BEGIN EXERCISE INPUTS

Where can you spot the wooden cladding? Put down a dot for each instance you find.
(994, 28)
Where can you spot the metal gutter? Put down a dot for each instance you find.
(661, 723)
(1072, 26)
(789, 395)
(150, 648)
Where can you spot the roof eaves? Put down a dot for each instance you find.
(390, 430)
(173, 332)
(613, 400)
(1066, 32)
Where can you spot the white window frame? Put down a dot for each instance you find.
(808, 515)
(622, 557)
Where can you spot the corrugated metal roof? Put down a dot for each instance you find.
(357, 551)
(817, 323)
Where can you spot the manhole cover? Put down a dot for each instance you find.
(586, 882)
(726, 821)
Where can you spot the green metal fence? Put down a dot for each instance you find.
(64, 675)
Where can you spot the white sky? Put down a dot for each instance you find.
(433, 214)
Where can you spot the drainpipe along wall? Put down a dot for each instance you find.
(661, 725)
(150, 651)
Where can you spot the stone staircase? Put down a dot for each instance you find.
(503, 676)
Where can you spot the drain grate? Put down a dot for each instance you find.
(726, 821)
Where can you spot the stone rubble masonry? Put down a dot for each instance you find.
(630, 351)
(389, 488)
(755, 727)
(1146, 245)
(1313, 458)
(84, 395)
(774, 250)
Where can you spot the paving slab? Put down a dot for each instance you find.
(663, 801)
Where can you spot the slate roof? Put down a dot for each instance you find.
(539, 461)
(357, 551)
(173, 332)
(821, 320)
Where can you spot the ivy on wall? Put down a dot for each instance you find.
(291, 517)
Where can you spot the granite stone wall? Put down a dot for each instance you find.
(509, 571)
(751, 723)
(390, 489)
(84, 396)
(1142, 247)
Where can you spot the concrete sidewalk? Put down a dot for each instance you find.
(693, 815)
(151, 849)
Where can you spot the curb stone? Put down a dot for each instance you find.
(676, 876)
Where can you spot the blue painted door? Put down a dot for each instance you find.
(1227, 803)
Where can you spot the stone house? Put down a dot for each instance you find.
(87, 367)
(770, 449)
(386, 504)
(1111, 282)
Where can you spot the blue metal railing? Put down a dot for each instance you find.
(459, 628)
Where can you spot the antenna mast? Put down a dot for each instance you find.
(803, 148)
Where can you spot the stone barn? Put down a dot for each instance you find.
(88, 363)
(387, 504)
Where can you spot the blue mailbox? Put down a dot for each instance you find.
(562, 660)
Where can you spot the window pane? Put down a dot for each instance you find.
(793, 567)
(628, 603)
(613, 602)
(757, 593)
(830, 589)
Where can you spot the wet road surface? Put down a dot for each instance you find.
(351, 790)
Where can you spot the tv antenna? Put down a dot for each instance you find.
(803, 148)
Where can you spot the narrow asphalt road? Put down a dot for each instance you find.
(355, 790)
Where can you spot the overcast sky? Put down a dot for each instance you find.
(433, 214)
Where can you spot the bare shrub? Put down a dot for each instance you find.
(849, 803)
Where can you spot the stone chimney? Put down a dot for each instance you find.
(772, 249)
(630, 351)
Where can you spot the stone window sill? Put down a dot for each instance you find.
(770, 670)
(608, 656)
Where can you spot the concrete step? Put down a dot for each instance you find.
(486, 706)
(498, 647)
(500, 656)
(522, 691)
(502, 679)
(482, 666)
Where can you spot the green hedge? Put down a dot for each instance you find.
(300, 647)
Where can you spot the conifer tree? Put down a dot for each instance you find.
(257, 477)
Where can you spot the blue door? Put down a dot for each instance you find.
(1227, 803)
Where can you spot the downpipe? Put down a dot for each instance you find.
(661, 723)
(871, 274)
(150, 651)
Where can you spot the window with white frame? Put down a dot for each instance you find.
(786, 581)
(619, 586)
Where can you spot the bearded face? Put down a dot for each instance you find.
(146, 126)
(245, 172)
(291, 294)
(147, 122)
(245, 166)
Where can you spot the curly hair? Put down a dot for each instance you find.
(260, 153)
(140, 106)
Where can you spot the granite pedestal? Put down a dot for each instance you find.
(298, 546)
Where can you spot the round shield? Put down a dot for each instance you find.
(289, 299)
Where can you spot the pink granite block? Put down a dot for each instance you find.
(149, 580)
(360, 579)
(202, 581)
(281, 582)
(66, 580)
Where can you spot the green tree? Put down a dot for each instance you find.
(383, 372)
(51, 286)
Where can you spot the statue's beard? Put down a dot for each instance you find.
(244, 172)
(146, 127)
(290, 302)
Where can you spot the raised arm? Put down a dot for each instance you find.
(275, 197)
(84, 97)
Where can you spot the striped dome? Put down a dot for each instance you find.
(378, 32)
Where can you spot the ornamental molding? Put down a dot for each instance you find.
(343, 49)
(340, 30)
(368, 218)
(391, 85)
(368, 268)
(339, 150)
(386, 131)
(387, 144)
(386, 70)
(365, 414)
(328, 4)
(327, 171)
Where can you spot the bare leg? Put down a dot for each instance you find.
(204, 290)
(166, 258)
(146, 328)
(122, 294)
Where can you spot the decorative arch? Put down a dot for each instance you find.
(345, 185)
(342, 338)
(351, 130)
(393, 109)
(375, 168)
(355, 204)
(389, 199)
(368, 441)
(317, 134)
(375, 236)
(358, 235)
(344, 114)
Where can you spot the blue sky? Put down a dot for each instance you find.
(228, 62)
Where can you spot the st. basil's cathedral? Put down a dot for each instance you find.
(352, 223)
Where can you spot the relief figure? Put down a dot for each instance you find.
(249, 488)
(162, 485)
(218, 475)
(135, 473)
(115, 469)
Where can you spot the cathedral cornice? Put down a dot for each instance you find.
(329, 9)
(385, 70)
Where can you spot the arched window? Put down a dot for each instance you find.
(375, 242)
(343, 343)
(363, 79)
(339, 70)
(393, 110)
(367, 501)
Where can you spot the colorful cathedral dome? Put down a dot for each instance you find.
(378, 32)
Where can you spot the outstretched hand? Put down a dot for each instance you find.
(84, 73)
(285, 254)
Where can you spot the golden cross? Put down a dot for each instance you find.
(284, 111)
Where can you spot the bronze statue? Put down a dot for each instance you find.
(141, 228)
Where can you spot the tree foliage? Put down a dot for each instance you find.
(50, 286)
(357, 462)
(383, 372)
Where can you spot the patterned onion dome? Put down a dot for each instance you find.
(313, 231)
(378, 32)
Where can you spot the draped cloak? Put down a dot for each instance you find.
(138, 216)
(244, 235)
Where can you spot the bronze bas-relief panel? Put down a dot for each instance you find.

END EXERCISE INPUTS
BEGIN EXERCISE INPUTS

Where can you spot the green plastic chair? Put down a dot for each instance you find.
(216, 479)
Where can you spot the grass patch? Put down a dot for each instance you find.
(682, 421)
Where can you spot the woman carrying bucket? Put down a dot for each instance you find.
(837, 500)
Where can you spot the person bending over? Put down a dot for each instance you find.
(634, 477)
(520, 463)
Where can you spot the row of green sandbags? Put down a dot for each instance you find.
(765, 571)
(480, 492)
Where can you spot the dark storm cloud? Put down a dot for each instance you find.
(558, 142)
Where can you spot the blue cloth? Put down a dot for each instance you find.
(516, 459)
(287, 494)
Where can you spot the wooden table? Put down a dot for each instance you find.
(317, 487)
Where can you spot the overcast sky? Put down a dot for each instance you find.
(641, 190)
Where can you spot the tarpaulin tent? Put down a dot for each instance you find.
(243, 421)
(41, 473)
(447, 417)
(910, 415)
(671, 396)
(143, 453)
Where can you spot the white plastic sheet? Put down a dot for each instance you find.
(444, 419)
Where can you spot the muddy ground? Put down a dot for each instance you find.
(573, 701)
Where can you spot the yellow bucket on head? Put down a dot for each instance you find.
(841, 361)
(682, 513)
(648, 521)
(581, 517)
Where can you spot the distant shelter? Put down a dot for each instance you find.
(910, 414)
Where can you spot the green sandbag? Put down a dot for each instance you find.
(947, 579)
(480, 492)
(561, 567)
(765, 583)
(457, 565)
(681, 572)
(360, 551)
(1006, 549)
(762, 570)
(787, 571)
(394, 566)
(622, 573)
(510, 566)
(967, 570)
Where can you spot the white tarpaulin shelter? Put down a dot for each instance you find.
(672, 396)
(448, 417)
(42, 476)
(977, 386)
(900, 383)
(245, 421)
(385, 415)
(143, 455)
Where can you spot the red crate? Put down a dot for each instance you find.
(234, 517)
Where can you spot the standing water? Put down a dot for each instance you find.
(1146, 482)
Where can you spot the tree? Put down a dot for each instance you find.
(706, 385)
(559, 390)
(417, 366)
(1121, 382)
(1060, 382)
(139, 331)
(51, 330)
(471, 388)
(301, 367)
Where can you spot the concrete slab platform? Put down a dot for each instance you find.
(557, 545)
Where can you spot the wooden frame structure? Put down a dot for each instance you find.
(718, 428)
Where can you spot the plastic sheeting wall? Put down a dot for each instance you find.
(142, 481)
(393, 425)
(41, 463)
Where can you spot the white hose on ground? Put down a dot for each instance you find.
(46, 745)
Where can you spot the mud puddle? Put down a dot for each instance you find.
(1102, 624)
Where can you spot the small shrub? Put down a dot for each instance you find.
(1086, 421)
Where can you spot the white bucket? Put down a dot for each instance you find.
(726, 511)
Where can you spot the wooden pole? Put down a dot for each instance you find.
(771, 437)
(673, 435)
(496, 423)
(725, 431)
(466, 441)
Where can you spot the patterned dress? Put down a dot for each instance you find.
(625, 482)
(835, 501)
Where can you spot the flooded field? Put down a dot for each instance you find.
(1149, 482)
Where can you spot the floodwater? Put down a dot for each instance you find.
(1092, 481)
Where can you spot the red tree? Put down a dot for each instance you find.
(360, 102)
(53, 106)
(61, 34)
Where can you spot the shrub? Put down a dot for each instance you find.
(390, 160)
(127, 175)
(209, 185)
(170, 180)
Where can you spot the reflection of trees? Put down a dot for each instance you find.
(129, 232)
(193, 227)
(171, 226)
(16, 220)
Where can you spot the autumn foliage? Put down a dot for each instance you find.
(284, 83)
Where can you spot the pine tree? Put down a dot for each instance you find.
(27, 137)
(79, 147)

END EXERCISE INPUTS

- **INSTRUCTIONS TO FOLLOW**
Retype the entries above exactly, but only from the line containing "Where can you spot the statue's" through the line containing "Where can you spot the bronze bas-relief", both included.

- **COMPLETED EXERCISE**
Where can you spot the statue's beard? Put down a dot for each instance you find.
(244, 172)
(146, 127)
(290, 302)
Where can you spot the raised arm? Put down a dot for each instance you find.
(275, 197)
(84, 97)
Where can you spot the striped dome? Put down a dot for each instance you find.
(378, 32)
Where can you spot the ornamental molding? Put down a dot for each instance you find.
(343, 49)
(340, 30)
(368, 218)
(391, 85)
(368, 268)
(339, 150)
(386, 131)
(387, 144)
(386, 70)
(365, 414)
(328, 4)
(327, 171)
Where can you spot the bare leg? Put down a dot for each instance you find.
(204, 290)
(166, 258)
(146, 328)
(122, 294)
Where can you spot the decorative arch? Put down a dot for each instance you find.
(345, 185)
(342, 338)
(351, 130)
(393, 109)
(375, 168)
(355, 204)
(389, 199)
(368, 441)
(317, 134)
(375, 236)
(358, 235)
(344, 114)
Where can you spot the blue sky? Put down a dot for each instance you find.
(228, 62)
Where can you spot the st. basil's cathedral? Put down a dot for each instance you find.
(352, 223)
Where can you spot the relief figure? Put down a dot for each instance you find.
(249, 488)
(162, 485)
(218, 475)
(135, 473)
(115, 469)
Where can you spot the cathedral cornice? Put down a dot for each instance you find.
(329, 9)
(385, 70)
Where can you spot the arched window? Put down a dot for each instance you find.
(375, 242)
(343, 343)
(363, 79)
(339, 70)
(393, 110)
(367, 501)
Where can you spot the colorful cathedral dome? Put down a dot for each instance you find.
(378, 32)
Where can you spot the outstretched hand? Put down a dot for each instance you find.
(84, 73)
(285, 254)
Where can you spot the golden cross? Put down a dot for each instance you find.
(284, 111)
Where can you spot the bronze statue? Put down a dot for each instance you find.
(141, 228)
Where can you spot the tree foliage? Put down a dot for each instance you find.
(50, 286)
(357, 462)
(383, 372)
Where can you spot the patterned onion dome? Put down a dot for each instance you find.
(313, 231)
(378, 32)
Where can you spot the draped cloak? Put down a dot for each instance you find.
(138, 216)
(244, 235)
Where can you spot the bronze bas-relief panel? Put down a dot for each instance you find.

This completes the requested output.